- SET TASK
List each line of the material that contains the word "cumulus", matching case exactly.
[start RECORDS FOR THE EXERCISE]
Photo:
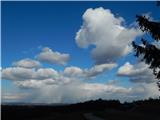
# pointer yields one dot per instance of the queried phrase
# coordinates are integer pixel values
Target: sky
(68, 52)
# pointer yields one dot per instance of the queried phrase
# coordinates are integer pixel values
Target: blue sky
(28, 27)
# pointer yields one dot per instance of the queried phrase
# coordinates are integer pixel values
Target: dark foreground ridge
[end RECORDS FOR THE EXERCISE]
[start RECORDS FOR THE EXERCISE]
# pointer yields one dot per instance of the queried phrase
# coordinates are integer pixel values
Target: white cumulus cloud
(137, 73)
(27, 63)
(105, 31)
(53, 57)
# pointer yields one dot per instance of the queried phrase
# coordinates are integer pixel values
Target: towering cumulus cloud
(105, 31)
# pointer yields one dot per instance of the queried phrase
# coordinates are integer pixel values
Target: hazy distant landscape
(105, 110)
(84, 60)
[end RECORDS FOR THE EXERCISE]
[start RECORDS FOR THE EXERCISE]
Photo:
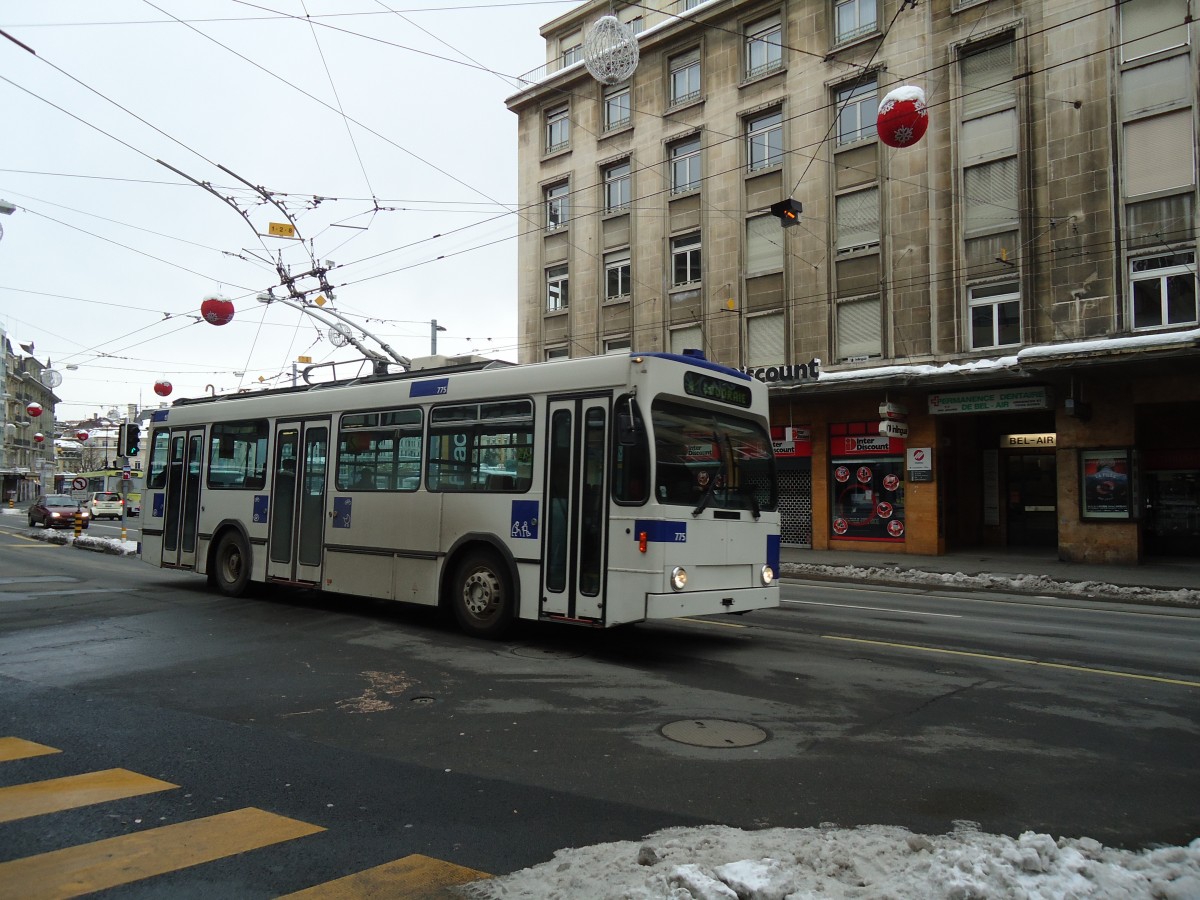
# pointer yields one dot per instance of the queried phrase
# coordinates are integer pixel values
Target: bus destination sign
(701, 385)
[end RECORDS FOR THE EXERCISE]
- FULL RESPONSE
Target: white cumulus cloud
Target: towering cumulus cloud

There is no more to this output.